-------- EXTRACTED RECORDS --------

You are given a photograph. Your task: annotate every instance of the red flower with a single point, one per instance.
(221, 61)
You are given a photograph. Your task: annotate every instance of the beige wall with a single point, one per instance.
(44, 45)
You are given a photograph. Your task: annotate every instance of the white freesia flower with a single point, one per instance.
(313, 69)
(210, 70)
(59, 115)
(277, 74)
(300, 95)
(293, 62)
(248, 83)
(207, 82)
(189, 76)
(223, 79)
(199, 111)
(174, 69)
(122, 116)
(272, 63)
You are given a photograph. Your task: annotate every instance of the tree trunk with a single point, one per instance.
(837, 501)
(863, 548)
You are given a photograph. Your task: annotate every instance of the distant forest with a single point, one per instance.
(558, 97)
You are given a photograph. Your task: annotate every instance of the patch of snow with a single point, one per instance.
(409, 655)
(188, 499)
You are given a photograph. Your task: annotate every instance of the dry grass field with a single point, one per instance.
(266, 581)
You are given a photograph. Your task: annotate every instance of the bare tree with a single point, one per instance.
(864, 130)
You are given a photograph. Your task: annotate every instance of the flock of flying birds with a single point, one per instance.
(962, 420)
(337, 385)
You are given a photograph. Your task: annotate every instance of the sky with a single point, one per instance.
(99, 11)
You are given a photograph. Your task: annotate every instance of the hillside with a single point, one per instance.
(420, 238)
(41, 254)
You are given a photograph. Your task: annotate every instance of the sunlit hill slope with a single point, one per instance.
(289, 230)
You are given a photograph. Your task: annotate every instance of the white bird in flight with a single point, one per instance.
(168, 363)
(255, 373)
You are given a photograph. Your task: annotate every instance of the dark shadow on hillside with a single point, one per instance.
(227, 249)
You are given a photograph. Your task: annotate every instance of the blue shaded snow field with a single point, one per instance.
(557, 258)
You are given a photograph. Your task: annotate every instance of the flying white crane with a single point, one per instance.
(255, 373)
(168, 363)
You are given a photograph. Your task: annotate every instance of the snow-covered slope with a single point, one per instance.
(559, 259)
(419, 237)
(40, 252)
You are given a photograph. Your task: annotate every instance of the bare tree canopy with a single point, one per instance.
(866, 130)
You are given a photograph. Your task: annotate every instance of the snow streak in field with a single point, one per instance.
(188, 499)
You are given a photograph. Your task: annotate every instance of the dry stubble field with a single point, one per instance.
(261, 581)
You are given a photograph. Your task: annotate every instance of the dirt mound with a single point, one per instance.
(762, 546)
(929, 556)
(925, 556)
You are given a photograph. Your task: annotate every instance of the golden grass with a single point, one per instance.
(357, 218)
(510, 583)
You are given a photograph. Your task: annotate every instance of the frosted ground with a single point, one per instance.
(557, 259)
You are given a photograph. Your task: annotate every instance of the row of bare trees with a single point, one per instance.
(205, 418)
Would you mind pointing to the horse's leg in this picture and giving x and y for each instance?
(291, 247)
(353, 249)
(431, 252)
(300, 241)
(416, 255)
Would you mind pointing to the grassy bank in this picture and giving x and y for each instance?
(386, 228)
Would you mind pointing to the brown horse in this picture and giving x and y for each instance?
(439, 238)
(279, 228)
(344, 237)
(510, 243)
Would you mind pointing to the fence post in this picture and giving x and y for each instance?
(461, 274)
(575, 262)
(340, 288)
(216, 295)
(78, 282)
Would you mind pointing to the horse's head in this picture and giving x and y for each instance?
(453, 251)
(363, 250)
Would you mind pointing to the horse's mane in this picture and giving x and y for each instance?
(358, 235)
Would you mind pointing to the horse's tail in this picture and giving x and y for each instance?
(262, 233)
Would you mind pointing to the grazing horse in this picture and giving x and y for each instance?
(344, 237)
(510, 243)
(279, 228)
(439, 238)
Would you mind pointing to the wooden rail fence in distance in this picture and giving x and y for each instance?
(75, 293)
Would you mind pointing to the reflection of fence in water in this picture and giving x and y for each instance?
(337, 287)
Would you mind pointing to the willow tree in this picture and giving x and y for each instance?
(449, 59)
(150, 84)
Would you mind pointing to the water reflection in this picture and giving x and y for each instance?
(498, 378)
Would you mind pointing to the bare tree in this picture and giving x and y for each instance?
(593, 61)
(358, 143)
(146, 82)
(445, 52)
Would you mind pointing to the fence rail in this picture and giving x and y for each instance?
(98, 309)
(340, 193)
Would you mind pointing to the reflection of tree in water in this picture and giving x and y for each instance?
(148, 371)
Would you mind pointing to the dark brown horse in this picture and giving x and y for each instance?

--------

■ TO BE DONE ■
What is needed here is an exact reproduction of all the entries.

■ WRITTEN REPLY ■
You are given a photograph. Your task: annotate every instance of the red flower with a single point, one per instance.
(221, 61)
You are given a photograph. Your task: annotate every instance of the beige wall with a single point, one per instance.
(44, 45)
You are given a photograph. Your task: annotate every instance of the white freesia flower with a single point, one per instance.
(313, 69)
(210, 70)
(59, 115)
(277, 74)
(300, 95)
(293, 62)
(248, 83)
(207, 82)
(189, 76)
(223, 79)
(199, 111)
(174, 69)
(122, 116)
(272, 63)
You are given a photograph. Your task: annotate every instance of the tree trunk with a single point, one per instance.
(837, 501)
(863, 548)
You are given a photograph. Your task: annotate every instance of the distant forest with a single point, one per instance.
(558, 97)
You are given a photograph. Your task: annotate every instance of the patch of snow with a single point, one per instance.
(409, 655)
(188, 499)
You are given a photograph. Your task: annotate every instance of the dry grass field with a single point, one per instance.
(266, 581)
You are given a photograph. Your task: annotate every instance of the bare tree with a single point, one per instance.
(864, 130)
You are given a photograph. Your task: annotate every instance of the flock of flying birds with a single point, one per instance.
(962, 420)
(337, 385)
You are given a photograph. Your task: annotate every instance of the sky with a single point, one per instance.
(99, 11)
You are given a photograph. Your task: annotate every instance of the hillside with a single point, one per instance.
(420, 238)
(41, 254)
You are given a photograph. Your task: annotate every instance of the sunlit hill slope with a single point, one per instance.
(289, 230)
You are given a photograph. Your task: annotate every instance of the white bird in flight with a single point, one per instance.
(168, 363)
(255, 373)
You are given a photograph. Your task: annotate every instance of the dark shadow on hillside with a single point, one per instance.
(227, 249)
You are given a photograph. Your task: annotate every instance of the blue shaded snow field with a single point, one per instance.
(557, 258)
You are given a photograph. Your task: annotate every instance of the flying white crane with a single point, one per instance.
(255, 373)
(168, 363)
You are given a photograph. Your task: annotate every instance of the snow-covered slope with a single point, one per instance.
(559, 259)
(419, 237)
(40, 252)
You are given a photograph. Your task: annotate every instance of the bare tree canopy with a single point, one per instance.
(866, 130)
You are given a photograph. Your task: annotate every instance of the snow streak in field with a single point, one per instance.
(188, 499)
You are given a photograph. Your task: annotate every instance of the dry stubble field with a single point, one per instance.
(261, 581)
You are given a photograph. Your task: annotate every instance of the dirt mound with a single point, one per instance.
(762, 546)
(929, 556)
(925, 556)
You are given a photograph. Your task: annotate every instance of the golden grass with a single point, one per instance.
(357, 218)
(510, 583)
You are given a photograph. Your task: annotate every instance of the frosted ground with a single point, one per instance.
(557, 259)
You are given a photograph. Your task: annotate every instance of the row of bare trees with a single point, one per instance.
(205, 418)
Would you mind pointing to the horse's leg in this picture and giving x and y for each instance?
(291, 247)
(353, 249)
(431, 252)
(300, 241)
(416, 255)
Would you mind pointing to the grassy bank in this picture and giving x and y for each instance?
(386, 228)
Would you mind pointing to the brown horse in this picture and giving x and y for each instance?
(439, 238)
(279, 228)
(344, 237)
(510, 243)
Would you mind pointing to the fence post in this picture and giving x and y for each instance?
(461, 274)
(575, 262)
(340, 288)
(216, 295)
(78, 282)
Would you mind pointing to the horse's head in this picture and giving x and y for each instance?
(453, 251)
(363, 250)
Would you mind pointing to the horse's mane in this picture and giving x and y for each instance?
(358, 235)
Would you mind pointing to the horse's tail in this picture and giving x and y for each instance?
(262, 233)
Would you mind pointing to the grazing horse in this picture and giving x and y for each instance?
(344, 237)
(510, 243)
(279, 228)
(439, 238)
Would you mind pointing to the wooden rail fence in distance in this picture and giving x and y for each instance?
(75, 293)
Would you mind pointing to the reflection of fence in water in this picture and giving x and y for each instance?
(337, 287)
Would you mind pointing to the willow tree in this picture and giving x and y for each instance?
(449, 59)
(150, 84)
Would you mind pointing to the water reflection in this picture and giving x and y for each instance?
(498, 378)
Would you mind pointing to the bare tree in this picture and giving x and y for each instance?
(593, 61)
(358, 143)
(146, 82)
(445, 52)
Would you mind pointing to the fence rail in this picture and giving x and y for each instance?
(98, 309)
(340, 193)
Would you mind pointing to the reflection of tree in water in this picture and giving x and y for each instance?
(148, 371)
Would you mind pointing to the dark brown horse in this picture and giving x and y for each instance?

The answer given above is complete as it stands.